[Exercise] Whenever a line below holds the word "building", count it once; report the total and nothing else.

+++

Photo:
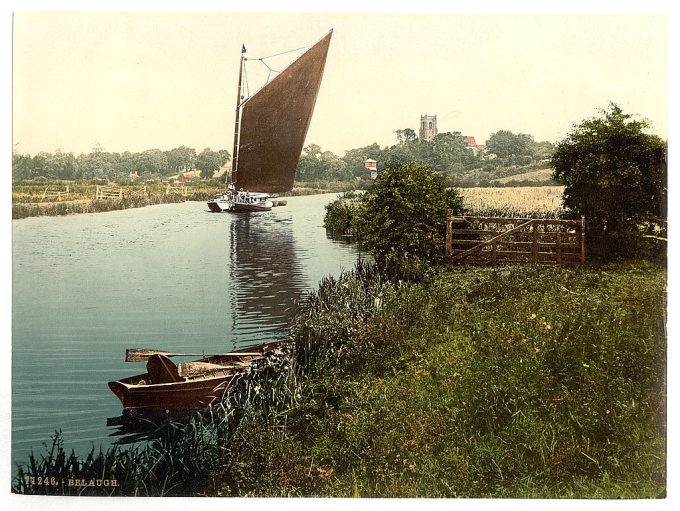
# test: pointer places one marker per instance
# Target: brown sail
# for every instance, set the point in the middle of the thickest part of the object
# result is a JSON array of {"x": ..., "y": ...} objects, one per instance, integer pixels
[{"x": 274, "y": 123}]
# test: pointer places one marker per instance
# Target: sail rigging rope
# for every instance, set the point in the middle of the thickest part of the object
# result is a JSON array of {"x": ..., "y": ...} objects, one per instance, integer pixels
[{"x": 271, "y": 70}]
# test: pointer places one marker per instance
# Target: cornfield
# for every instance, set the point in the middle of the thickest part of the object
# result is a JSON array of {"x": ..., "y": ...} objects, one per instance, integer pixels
[{"x": 520, "y": 202}]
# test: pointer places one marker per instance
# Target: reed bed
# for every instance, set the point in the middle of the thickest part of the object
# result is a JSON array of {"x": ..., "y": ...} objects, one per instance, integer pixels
[
  {"x": 524, "y": 202},
  {"x": 27, "y": 198}
]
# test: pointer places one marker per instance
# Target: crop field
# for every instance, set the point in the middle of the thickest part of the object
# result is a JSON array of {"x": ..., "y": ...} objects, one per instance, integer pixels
[{"x": 523, "y": 202}]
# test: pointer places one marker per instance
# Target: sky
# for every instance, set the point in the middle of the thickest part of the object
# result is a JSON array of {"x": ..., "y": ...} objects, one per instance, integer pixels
[{"x": 138, "y": 80}]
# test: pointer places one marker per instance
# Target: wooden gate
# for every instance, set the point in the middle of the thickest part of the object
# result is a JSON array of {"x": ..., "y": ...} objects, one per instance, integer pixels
[{"x": 486, "y": 240}]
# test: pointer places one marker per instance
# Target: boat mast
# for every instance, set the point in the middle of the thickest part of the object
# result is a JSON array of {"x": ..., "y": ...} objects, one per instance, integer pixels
[{"x": 237, "y": 119}]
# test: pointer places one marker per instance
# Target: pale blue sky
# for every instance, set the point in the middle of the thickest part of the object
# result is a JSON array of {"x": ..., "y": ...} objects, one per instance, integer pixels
[{"x": 135, "y": 81}]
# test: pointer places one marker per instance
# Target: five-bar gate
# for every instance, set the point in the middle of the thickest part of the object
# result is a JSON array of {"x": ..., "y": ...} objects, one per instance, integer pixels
[{"x": 490, "y": 240}]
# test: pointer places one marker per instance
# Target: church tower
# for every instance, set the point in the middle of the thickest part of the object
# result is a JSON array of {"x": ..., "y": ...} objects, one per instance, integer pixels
[{"x": 428, "y": 127}]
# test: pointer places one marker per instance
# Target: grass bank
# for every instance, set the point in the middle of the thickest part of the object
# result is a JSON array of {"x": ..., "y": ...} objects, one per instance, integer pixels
[
  {"x": 481, "y": 382},
  {"x": 514, "y": 382}
]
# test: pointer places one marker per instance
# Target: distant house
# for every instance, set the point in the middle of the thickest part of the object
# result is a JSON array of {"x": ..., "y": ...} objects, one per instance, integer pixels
[
  {"x": 184, "y": 177},
  {"x": 471, "y": 144},
  {"x": 372, "y": 165}
]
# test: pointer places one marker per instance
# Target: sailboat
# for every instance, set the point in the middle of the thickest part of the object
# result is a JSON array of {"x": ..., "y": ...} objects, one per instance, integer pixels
[{"x": 269, "y": 132}]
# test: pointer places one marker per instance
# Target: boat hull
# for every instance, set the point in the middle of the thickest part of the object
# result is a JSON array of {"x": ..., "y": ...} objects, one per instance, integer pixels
[
  {"x": 191, "y": 395},
  {"x": 243, "y": 203},
  {"x": 252, "y": 208},
  {"x": 196, "y": 391}
]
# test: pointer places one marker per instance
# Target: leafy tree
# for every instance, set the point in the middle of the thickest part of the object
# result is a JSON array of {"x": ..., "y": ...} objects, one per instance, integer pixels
[
  {"x": 505, "y": 143},
  {"x": 402, "y": 218},
  {"x": 316, "y": 164},
  {"x": 615, "y": 174},
  {"x": 209, "y": 161},
  {"x": 180, "y": 159}
]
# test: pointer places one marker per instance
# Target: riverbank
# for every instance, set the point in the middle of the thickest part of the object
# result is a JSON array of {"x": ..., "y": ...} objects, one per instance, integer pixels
[
  {"x": 482, "y": 382},
  {"x": 485, "y": 382},
  {"x": 59, "y": 199}
]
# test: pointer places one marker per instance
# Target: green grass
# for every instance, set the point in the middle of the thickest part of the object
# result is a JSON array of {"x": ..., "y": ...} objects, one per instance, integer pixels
[
  {"x": 549, "y": 385},
  {"x": 481, "y": 382}
]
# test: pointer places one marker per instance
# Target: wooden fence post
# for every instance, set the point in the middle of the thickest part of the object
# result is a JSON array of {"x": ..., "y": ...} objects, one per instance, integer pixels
[
  {"x": 449, "y": 235},
  {"x": 583, "y": 239}
]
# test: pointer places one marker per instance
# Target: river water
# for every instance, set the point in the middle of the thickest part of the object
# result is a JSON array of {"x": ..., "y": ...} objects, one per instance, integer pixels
[{"x": 172, "y": 277}]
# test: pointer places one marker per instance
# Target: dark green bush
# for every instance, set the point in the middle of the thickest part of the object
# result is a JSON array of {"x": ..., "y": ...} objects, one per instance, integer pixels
[{"x": 402, "y": 219}]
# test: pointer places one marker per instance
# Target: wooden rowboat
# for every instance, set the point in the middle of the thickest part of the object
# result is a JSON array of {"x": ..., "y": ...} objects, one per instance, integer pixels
[{"x": 186, "y": 386}]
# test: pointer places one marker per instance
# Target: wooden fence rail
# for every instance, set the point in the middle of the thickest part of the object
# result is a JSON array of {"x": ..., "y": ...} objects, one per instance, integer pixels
[
  {"x": 182, "y": 190},
  {"x": 490, "y": 240},
  {"x": 108, "y": 192},
  {"x": 55, "y": 194}
]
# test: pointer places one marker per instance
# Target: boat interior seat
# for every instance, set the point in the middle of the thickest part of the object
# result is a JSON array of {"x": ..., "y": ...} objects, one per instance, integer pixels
[
  {"x": 189, "y": 369},
  {"x": 162, "y": 370}
]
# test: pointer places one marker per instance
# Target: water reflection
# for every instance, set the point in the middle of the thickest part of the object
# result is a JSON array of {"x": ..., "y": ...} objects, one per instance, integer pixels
[{"x": 265, "y": 276}]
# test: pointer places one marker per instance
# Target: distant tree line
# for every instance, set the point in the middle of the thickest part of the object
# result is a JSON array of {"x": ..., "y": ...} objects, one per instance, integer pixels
[
  {"x": 103, "y": 165},
  {"x": 448, "y": 152}
]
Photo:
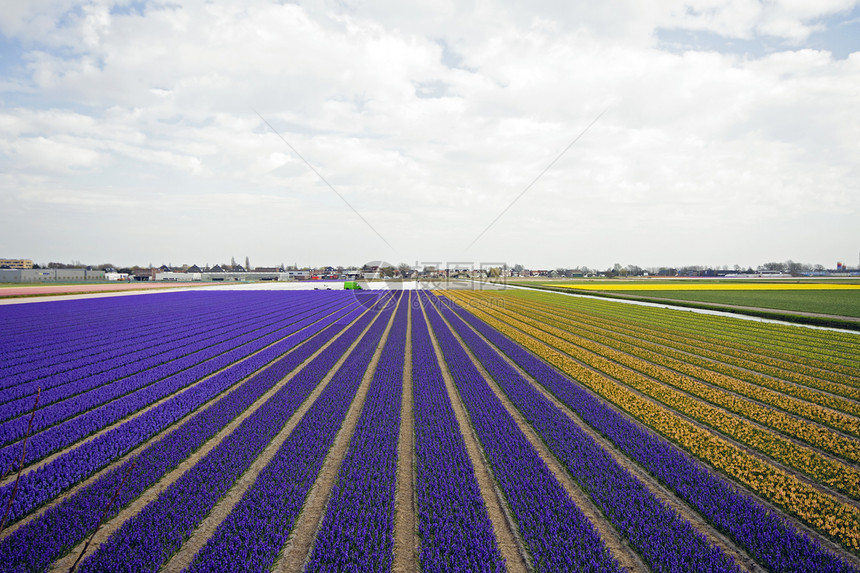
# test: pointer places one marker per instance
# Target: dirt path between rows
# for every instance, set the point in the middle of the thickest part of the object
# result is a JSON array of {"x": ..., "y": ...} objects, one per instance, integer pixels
[
  {"x": 406, "y": 542},
  {"x": 804, "y": 528},
  {"x": 297, "y": 550},
  {"x": 621, "y": 550},
  {"x": 659, "y": 491},
  {"x": 136, "y": 450},
  {"x": 664, "y": 340},
  {"x": 71, "y": 447},
  {"x": 225, "y": 505},
  {"x": 152, "y": 493},
  {"x": 823, "y": 488},
  {"x": 707, "y": 305},
  {"x": 829, "y": 455},
  {"x": 511, "y": 546}
]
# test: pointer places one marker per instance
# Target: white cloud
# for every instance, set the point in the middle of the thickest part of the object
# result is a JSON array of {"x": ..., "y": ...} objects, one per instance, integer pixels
[{"x": 430, "y": 118}]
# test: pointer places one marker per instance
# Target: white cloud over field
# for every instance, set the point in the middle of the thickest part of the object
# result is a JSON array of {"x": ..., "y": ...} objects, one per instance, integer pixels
[{"x": 129, "y": 131}]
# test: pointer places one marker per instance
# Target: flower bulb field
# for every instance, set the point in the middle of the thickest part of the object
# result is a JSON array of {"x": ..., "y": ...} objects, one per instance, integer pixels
[{"x": 447, "y": 430}]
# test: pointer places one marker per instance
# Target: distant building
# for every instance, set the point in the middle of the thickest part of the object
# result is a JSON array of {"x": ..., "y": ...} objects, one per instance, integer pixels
[
  {"x": 16, "y": 264},
  {"x": 49, "y": 275}
]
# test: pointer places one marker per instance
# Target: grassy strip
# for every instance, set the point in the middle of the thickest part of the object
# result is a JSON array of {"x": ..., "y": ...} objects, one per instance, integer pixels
[
  {"x": 818, "y": 509},
  {"x": 831, "y": 322}
]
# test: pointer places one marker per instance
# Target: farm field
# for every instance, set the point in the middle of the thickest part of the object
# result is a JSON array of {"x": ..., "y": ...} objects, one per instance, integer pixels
[
  {"x": 12, "y": 290},
  {"x": 839, "y": 299},
  {"x": 416, "y": 430}
]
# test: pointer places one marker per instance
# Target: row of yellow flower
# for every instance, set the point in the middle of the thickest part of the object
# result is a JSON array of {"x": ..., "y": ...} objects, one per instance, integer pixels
[
  {"x": 790, "y": 397},
  {"x": 838, "y": 353},
  {"x": 814, "y": 507},
  {"x": 808, "y": 432},
  {"x": 738, "y": 368},
  {"x": 832, "y": 347},
  {"x": 807, "y": 372},
  {"x": 831, "y": 352},
  {"x": 661, "y": 384}
]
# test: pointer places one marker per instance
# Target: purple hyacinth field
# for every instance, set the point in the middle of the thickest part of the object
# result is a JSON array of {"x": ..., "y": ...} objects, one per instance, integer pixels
[{"x": 435, "y": 431}]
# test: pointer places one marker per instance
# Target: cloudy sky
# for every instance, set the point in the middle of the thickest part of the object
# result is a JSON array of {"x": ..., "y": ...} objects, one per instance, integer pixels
[{"x": 136, "y": 132}]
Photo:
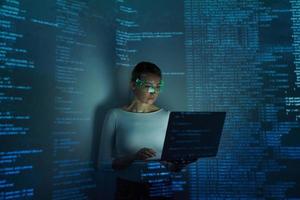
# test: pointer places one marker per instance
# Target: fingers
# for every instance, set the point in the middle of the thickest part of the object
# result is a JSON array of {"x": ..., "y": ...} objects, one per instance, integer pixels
[{"x": 145, "y": 153}]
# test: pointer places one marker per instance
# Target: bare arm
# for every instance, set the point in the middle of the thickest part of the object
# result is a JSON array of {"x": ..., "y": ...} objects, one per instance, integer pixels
[{"x": 123, "y": 162}]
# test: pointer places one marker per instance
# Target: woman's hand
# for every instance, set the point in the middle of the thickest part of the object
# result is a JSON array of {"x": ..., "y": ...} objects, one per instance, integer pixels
[
  {"x": 144, "y": 154},
  {"x": 125, "y": 161}
]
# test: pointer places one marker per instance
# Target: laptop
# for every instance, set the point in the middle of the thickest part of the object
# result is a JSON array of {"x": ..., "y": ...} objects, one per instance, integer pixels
[{"x": 192, "y": 135}]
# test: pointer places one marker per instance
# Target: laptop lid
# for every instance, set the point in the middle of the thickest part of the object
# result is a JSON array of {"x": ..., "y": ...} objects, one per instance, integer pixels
[{"x": 192, "y": 135}]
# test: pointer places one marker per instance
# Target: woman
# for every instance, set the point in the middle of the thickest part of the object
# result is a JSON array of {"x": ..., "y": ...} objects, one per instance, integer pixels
[{"x": 133, "y": 135}]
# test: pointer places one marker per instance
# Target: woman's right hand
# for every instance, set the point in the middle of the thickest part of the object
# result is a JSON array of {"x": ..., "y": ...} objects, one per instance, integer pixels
[{"x": 144, "y": 153}]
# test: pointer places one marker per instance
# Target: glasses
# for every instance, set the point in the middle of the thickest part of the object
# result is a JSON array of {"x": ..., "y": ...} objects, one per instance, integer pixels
[{"x": 149, "y": 87}]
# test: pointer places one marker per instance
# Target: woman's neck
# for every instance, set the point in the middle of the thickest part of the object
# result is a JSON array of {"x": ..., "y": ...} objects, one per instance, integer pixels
[{"x": 138, "y": 106}]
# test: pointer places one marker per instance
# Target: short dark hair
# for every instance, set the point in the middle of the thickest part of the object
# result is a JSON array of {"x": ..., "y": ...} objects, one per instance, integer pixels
[{"x": 144, "y": 68}]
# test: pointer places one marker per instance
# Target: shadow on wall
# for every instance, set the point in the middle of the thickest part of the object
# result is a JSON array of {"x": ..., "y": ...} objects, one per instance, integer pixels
[{"x": 120, "y": 95}]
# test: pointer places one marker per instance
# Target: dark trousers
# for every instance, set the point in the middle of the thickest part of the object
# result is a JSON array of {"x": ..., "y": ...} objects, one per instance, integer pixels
[{"x": 130, "y": 190}]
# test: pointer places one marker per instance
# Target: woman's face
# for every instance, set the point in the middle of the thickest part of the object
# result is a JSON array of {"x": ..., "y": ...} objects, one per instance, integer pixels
[{"x": 142, "y": 93}]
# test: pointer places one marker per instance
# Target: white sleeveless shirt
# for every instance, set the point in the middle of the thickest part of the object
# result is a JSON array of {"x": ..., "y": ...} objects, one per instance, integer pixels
[{"x": 124, "y": 133}]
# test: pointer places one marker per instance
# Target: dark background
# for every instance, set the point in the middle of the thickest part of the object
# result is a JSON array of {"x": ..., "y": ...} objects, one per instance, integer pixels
[{"x": 64, "y": 63}]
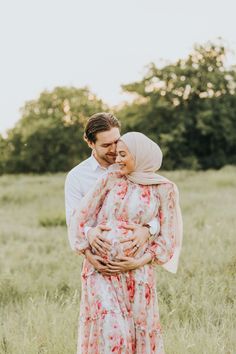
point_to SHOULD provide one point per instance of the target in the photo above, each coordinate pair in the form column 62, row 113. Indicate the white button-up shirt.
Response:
column 80, row 180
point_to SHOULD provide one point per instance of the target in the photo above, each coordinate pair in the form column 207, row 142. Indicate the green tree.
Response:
column 189, row 108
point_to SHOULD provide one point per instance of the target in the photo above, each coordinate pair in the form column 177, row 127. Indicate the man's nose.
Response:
column 113, row 148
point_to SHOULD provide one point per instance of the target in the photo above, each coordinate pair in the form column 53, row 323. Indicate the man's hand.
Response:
column 100, row 245
column 140, row 236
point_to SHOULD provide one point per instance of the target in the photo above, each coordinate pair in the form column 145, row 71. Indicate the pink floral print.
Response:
column 119, row 314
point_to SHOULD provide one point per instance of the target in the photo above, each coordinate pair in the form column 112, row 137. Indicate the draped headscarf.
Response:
column 148, row 158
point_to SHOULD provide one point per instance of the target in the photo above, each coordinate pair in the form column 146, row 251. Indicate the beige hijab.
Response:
column 148, row 159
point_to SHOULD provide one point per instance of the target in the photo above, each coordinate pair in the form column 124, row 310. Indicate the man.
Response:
column 102, row 133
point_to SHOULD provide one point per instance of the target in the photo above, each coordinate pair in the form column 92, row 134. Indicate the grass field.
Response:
column 40, row 276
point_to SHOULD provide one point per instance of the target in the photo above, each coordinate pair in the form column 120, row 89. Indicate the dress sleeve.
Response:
column 162, row 245
column 86, row 214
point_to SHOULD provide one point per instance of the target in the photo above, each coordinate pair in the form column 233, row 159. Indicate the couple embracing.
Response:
column 124, row 219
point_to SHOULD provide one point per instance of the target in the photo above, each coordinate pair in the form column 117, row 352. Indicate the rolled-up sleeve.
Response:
column 162, row 245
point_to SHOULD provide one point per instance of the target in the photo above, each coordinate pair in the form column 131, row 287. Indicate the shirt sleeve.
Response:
column 162, row 245
column 86, row 214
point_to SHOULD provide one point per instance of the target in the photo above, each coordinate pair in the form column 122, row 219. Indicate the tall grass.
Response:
column 40, row 276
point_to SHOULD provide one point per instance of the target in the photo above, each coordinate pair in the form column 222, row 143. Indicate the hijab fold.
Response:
column 148, row 159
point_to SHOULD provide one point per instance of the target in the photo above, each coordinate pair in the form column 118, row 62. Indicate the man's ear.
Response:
column 87, row 141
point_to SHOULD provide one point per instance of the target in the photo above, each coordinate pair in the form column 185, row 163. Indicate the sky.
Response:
column 101, row 44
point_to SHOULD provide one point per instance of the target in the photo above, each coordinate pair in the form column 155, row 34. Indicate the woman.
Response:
column 119, row 312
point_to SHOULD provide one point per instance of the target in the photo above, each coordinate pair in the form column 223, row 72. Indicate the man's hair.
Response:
column 99, row 122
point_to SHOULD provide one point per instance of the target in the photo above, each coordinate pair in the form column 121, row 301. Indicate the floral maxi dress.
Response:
column 119, row 314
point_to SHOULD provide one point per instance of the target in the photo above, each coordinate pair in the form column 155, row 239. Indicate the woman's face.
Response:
column 124, row 159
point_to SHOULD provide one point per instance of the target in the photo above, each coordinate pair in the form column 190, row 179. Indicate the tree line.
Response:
column 187, row 107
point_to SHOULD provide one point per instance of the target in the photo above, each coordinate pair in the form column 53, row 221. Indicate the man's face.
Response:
column 105, row 146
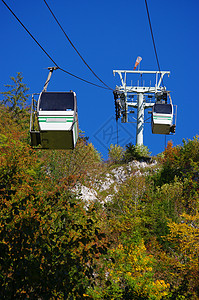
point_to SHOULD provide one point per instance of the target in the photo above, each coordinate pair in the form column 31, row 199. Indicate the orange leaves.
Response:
column 170, row 153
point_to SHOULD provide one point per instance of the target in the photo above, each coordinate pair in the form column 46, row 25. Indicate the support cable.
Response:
column 153, row 39
column 63, row 70
column 75, row 47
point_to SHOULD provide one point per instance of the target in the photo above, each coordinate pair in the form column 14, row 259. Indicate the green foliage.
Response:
column 136, row 152
column 115, row 153
column 16, row 97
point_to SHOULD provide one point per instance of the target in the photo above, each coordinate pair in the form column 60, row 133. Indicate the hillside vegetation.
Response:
column 75, row 227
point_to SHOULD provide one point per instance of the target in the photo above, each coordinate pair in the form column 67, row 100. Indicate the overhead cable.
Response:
column 153, row 39
column 75, row 47
column 63, row 70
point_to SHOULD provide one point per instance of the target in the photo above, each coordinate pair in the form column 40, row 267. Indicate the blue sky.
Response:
column 109, row 35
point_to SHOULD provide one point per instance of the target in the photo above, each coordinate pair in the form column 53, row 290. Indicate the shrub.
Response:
column 115, row 153
column 136, row 152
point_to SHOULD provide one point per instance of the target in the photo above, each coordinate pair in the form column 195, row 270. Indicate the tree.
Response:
column 15, row 96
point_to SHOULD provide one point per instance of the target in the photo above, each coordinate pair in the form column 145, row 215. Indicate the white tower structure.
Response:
column 124, row 97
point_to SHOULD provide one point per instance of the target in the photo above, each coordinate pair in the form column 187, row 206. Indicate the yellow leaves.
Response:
column 134, row 266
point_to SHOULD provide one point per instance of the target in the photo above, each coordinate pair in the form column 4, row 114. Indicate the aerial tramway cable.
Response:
column 153, row 39
column 63, row 70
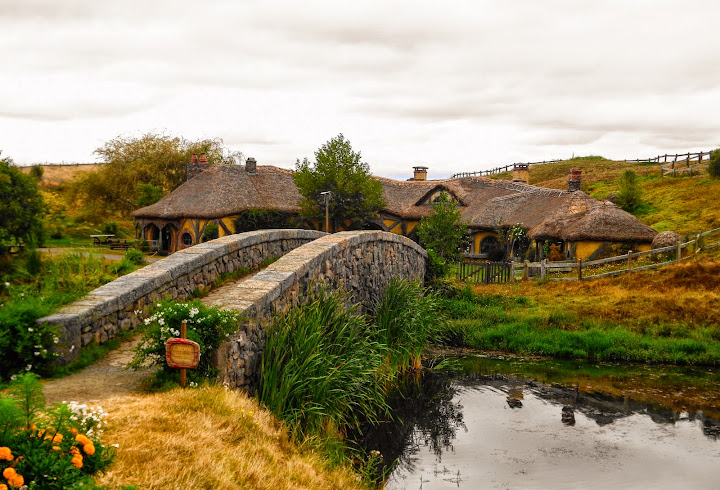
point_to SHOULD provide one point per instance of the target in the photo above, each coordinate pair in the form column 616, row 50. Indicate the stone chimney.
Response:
column 251, row 166
column 574, row 179
column 521, row 173
column 419, row 173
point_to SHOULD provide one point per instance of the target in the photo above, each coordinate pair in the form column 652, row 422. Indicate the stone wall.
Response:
column 119, row 305
column 361, row 262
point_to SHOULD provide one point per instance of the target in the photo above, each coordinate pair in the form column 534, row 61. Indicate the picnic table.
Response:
column 101, row 239
column 115, row 243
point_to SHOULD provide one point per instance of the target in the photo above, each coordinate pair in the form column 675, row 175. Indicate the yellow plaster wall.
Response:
column 478, row 237
column 583, row 250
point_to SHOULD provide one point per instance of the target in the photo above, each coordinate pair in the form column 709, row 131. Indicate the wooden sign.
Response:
column 182, row 353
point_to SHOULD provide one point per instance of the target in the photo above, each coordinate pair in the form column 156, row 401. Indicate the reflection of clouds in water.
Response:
column 561, row 438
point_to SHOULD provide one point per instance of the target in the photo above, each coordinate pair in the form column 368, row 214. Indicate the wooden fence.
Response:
column 622, row 264
column 485, row 272
column 676, row 164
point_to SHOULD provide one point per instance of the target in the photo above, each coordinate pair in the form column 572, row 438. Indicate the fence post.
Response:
column 579, row 269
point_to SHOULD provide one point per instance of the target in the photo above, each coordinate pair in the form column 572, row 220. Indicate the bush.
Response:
column 714, row 165
column 49, row 449
column 208, row 326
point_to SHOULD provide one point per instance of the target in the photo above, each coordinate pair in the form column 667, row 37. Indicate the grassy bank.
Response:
column 668, row 316
column 210, row 437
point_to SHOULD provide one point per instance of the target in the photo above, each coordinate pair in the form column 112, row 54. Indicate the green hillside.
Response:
column 685, row 205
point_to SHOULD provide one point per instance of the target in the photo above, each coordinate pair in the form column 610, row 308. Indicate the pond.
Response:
column 515, row 423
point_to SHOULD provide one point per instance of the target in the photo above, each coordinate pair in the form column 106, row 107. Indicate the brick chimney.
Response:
column 419, row 173
column 574, row 179
column 251, row 166
column 521, row 173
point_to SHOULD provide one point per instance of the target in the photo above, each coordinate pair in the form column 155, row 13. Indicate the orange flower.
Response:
column 6, row 454
column 16, row 481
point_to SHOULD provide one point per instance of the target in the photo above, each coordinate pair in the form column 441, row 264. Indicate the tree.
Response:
column 21, row 208
column 356, row 196
column 142, row 169
column 629, row 195
column 443, row 231
column 714, row 165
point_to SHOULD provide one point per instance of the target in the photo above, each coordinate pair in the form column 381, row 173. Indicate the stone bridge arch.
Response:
column 360, row 262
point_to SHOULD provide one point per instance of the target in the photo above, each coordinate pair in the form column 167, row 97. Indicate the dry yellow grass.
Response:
column 210, row 437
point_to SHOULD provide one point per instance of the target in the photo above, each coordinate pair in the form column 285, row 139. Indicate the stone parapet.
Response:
column 120, row 304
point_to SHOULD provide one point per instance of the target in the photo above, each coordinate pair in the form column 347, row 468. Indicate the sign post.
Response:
column 182, row 353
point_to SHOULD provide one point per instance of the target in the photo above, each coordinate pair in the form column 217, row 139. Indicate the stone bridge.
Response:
column 361, row 262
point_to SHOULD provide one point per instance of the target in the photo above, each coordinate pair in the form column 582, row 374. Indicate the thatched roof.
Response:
column 225, row 190
column 603, row 221
column 222, row 190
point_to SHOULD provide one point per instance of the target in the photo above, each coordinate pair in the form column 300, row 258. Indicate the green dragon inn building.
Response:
column 219, row 200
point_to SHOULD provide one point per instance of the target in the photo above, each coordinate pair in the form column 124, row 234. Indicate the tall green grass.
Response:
column 407, row 320
column 321, row 367
column 505, row 324
column 326, row 368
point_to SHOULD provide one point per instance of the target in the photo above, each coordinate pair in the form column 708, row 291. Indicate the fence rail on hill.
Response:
column 492, row 272
column 676, row 164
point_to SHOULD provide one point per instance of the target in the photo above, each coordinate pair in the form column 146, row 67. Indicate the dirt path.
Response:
column 104, row 383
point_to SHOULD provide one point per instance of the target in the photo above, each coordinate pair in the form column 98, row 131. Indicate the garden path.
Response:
column 103, row 383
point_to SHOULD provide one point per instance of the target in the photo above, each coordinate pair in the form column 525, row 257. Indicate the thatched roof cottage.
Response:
column 216, row 200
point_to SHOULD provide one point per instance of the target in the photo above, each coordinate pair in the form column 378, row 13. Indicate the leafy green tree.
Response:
column 629, row 194
column 21, row 208
column 356, row 196
column 138, row 169
column 443, row 231
column 714, row 165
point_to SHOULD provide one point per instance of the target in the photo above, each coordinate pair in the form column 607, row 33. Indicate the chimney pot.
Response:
column 419, row 173
column 251, row 166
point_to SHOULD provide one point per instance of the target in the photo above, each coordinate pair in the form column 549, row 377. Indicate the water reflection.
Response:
column 536, row 424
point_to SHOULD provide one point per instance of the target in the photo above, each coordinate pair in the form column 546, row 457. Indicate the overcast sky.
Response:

+++

[Response to the exercise] 2